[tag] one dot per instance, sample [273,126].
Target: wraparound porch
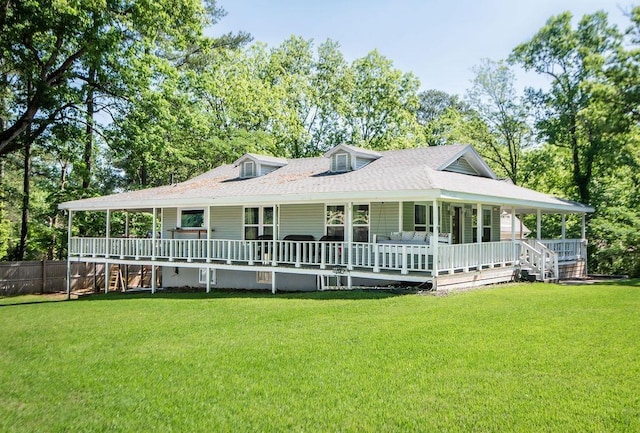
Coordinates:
[355,260]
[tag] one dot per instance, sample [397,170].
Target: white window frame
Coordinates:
[427,217]
[202,276]
[367,225]
[264,277]
[337,157]
[249,173]
[204,217]
[260,225]
[487,223]
[344,218]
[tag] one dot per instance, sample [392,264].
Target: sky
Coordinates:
[439,41]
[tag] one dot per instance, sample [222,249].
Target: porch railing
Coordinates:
[379,257]
[324,255]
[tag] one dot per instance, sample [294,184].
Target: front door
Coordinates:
[456,225]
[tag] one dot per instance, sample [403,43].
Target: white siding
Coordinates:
[361,162]
[384,218]
[462,166]
[226,222]
[302,219]
[169,221]
[266,169]
[495,224]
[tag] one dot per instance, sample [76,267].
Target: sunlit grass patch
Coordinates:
[532,357]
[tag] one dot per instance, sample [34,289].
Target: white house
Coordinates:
[352,217]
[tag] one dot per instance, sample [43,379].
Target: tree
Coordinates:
[383,104]
[434,106]
[493,98]
[579,112]
[48,47]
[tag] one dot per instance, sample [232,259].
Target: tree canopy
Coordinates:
[100,96]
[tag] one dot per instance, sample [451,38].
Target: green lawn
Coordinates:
[529,357]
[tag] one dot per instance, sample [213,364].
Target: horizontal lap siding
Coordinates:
[227,222]
[495,224]
[302,219]
[384,218]
[408,217]
[169,221]
[468,224]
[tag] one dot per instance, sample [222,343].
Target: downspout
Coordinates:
[436,232]
[69,255]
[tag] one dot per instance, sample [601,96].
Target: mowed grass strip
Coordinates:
[535,357]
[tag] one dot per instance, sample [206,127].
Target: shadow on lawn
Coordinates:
[354,295]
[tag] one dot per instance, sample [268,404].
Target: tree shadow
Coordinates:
[353,295]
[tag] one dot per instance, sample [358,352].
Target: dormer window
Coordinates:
[340,163]
[346,158]
[252,165]
[248,169]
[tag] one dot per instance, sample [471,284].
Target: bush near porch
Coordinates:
[527,357]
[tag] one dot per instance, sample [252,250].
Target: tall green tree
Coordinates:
[383,104]
[494,99]
[579,112]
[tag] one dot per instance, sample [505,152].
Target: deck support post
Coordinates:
[153,279]
[436,232]
[273,282]
[479,232]
[153,234]
[208,226]
[208,280]
[349,239]
[69,254]
[107,275]
[108,234]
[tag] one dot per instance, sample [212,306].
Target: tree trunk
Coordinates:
[88,144]
[26,192]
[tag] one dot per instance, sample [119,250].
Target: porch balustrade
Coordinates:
[323,255]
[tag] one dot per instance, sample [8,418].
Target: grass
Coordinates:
[534,357]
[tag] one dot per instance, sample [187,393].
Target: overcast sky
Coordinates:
[438,40]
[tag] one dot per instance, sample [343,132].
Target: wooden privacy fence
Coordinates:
[47,276]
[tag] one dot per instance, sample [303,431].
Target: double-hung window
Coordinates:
[360,220]
[191,218]
[420,218]
[335,219]
[486,225]
[258,221]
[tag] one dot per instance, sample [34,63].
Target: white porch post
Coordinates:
[153,279]
[436,231]
[153,234]
[276,222]
[349,237]
[207,213]
[108,233]
[273,282]
[69,255]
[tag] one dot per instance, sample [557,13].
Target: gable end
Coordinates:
[461,165]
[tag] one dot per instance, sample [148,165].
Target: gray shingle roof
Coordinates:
[404,173]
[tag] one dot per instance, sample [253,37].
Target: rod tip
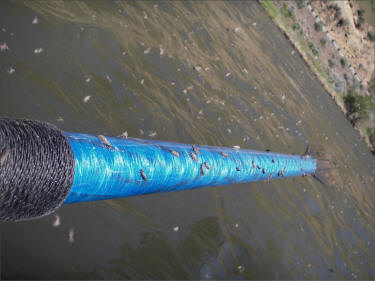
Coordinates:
[327,170]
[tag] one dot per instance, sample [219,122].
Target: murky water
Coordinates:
[181,70]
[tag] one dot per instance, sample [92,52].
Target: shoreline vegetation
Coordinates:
[337,44]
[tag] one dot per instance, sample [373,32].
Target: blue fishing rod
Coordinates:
[42,167]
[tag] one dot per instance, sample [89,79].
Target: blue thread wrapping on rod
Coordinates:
[103,172]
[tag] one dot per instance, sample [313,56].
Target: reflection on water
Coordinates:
[215,73]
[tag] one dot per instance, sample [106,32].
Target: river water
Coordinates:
[205,72]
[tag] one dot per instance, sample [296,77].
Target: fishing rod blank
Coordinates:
[42,168]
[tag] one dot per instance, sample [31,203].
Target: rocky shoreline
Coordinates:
[346,70]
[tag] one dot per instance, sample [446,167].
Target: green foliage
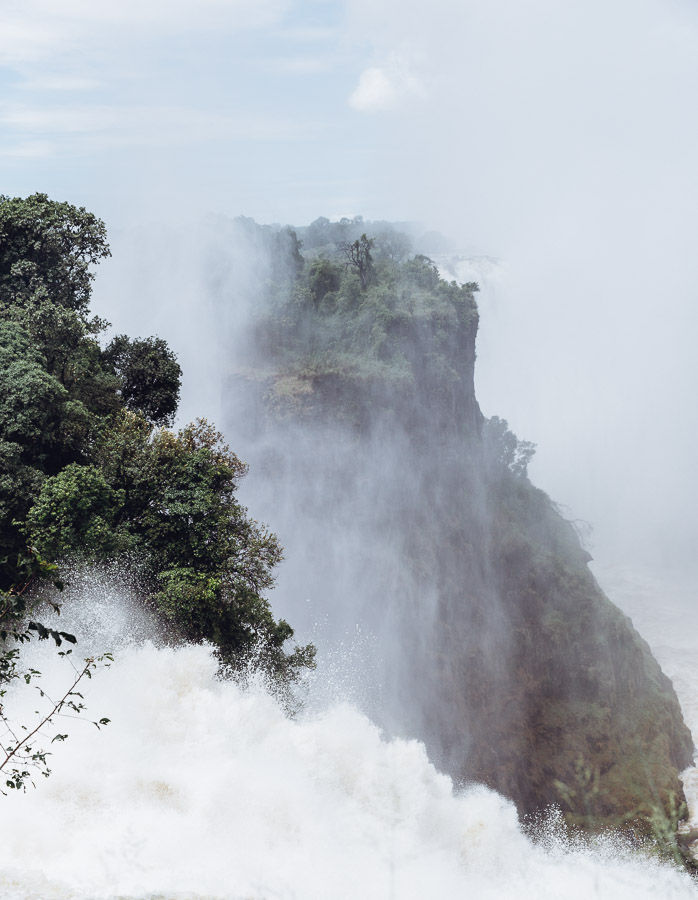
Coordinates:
[503,448]
[149,376]
[395,321]
[358,256]
[46,249]
[85,470]
[74,515]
● ● ●
[WHAT IS BEING ASKED]
Lay out every line of the data above as a JSON list of strings, one string per line, leaving out blank lines and the pictures.

[EXERCISE SOLUTION]
[
  "[tag] one dot per instance, sample [273,126].",
  "Target: wraparound porch",
  "Coordinates:",
  "[355,260]",
  "[tag] one dot per instance, sample [397,170].",
  "Target: white window frame",
  "Coordinates:",
  "[427,217]",
  "[202,276]",
  "[367,225]",
  "[264,277]",
  "[337,157]",
  "[249,173]",
  "[204,217]",
  "[260,225]",
  "[487,223]",
  "[344,218]",
  "[tag] one dot per instance, sample [392,264].",
  "Target: sky",
  "Coordinates:",
  "[439,41]",
  "[tag] one dot per instance, sample [222,249].",
  "Target: porch railing",
  "Coordinates:",
  "[379,257]",
  "[324,255]",
  "[tag] one dot per instance, sample [294,184].",
  "Target: front door",
  "Coordinates:",
  "[456,225]",
  "[tag] one dot per instance, sample [403,43].",
  "Target: white siding",
  "Coordinates:",
  "[361,162]",
  "[384,218]",
  "[462,166]",
  "[226,222]",
  "[302,219]",
  "[169,221]",
  "[266,169]",
  "[495,224]",
  "[tag] one dot per instance, sample [76,267].",
  "Target: sunlit grass patch",
  "Coordinates:",
  "[532,357]",
  "[tag] one dot per instance, sample [34,289].",
  "Target: white house",
  "Coordinates:",
  "[352,217]",
  "[tag] one dot per instance, sample [43,379].",
  "Target: tree",
  "Coordinates:",
  "[383,104]",
  "[434,106]",
  "[493,98]",
  "[579,112]",
  "[48,47]",
  "[tag] one dot per instance, sample [232,259].",
  "Target: tree canopy",
  "Coordinates:",
  "[100,96]",
  "[tag] one dot per instance, sample [451,38].",
  "Target: green lawn",
  "Coordinates:",
  "[529,357]",
  "[tag] one dot per instance, sample [213,364].",
  "Target: horizontal lap siding",
  "Coordinates:",
  "[227,222]",
  "[495,224]",
  "[302,219]",
  "[384,218]",
  "[408,217]",
  "[169,221]",
  "[468,224]",
  "[tag] one dot per instance, sample [222,343].",
  "Target: downspout",
  "Coordinates:",
  "[436,232]",
  "[69,255]",
  "[tag] one dot per instance, sample [601,96].",
  "Target: mowed grass strip",
  "Coordinates:",
  "[535,357]",
  "[tag] one dot per instance, sample [206,127].",
  "Target: shadow on lawn",
  "Coordinates:",
  "[354,295]",
  "[tag] one dot per instance, sample [268,404].",
  "Target: tree shadow",
  "Coordinates:",
  "[353,295]",
  "[tag] one dot per instance, sample [358,352].",
  "Target: dormer window",
  "Coordinates:",
  "[340,163]",
  "[346,158]",
  "[252,165]",
  "[248,169]",
  "[tag] one dot per instance, sample [471,284].",
  "Target: bush near porch",
  "Coordinates:",
  "[527,357]",
  "[tag] one dot per instance, sample [252,250].",
  "Target: tall green tree",
  "Coordinates:",
  "[383,104]",
  "[494,99]",
  "[579,112]",
  "[tag] one dot per instance, sample [505,152].",
  "Target: deck support post",
  "Coordinates:",
  "[153,279]",
  "[436,232]",
  "[273,282]",
  "[479,232]",
  "[153,234]",
  "[208,226]",
  "[208,280]",
  "[349,239]",
  "[69,254]",
  "[107,275]",
  "[108,234]",
  "[tag] one dot per instance, sample [212,306].",
  "Target: tree trunk",
  "Coordinates:",
  "[88,144]",
  "[26,192]",
  "[tag] one dot per instance, sample [119,250].",
  "Target: porch balustrade",
  "Coordinates:",
  "[323,255]",
  "[tag] one dot per instance, sample [8,418].",
  "Target: grass",
  "Coordinates:",
  "[534,357]",
  "[tag] one dot per instance, sample [187,393].",
  "Target: overcast sky",
  "Coordinates:",
  "[438,40]",
  "[tag] one dot per instance, sample [343,132].",
  "Target: wooden privacy fence",
  "Coordinates:",
  "[47,276]",
  "[tag] one dot per instance, sample [303,431].",
  "Target: double-hung window",
  "Coordinates:",
  "[360,220]",
  "[191,218]",
  "[420,218]",
  "[335,219]",
  "[486,225]",
  "[258,221]",
  "[tag] one dot per instance, sample [34,63].",
  "Target: white porch post",
  "Coordinates:",
  "[153,279]",
  "[436,231]",
  "[153,234]",
  "[276,222]",
  "[349,237]",
  "[207,213]",
  "[108,233]",
  "[273,282]",
  "[69,255]",
  "[tag] one dot per instance, sample [557,13].",
  "Target: gable end",
  "Coordinates:",
  "[461,165]",
  "[tag] one dot per instance, sample [148,165].",
  "Target: gray shingle roof",
  "Coordinates:",
  "[404,173]",
  "[tag] one dot per instance, sample [253,37].",
  "Target: rod tip",
  "Coordinates:",
  "[327,170]",
  "[tag] one dot per instance, sample [219,122].",
  "Target: murky water",
  "Coordinates:",
  "[181,70]",
  "[tag] one dot per instance, sample [92,52].",
  "Target: shoreline vegetation",
  "Coordinates:",
  "[337,44]",
  "[tag] one dot per instance, sample [373,32].",
  "Target: blue fishing rod",
  "Coordinates:",
  "[42,167]",
  "[tag] one dot per instance, sample [89,79].",
  "Target: blue thread wrapping on rod",
  "Coordinates:",
  "[103,172]",
  "[tag] one dot per instance, sample [313,56].",
  "Target: reflection on water",
  "Coordinates:",
  "[215,73]",
  "[tag] one dot per instance, sample [106,32].",
  "Target: river water",
  "Coordinates:",
  "[205,72]",
  "[tag] one dot per instance, sample [296,77].",
  "Target: fishing rod blank",
  "Coordinates:",
  "[42,168]",
  "[tag] one dot per instance, sample [31,203].",
  "Target: rocky shoreline",
  "Coordinates:",
  "[346,70]",
  "[tag] one dot per instance, sample [446,167].",
  "Target: green foliage",
  "Coordinates:",
  "[503,448]",
  "[149,376]",
  "[395,321]",
  "[358,256]",
  "[46,249]",
  "[85,470]",
  "[74,515]"
]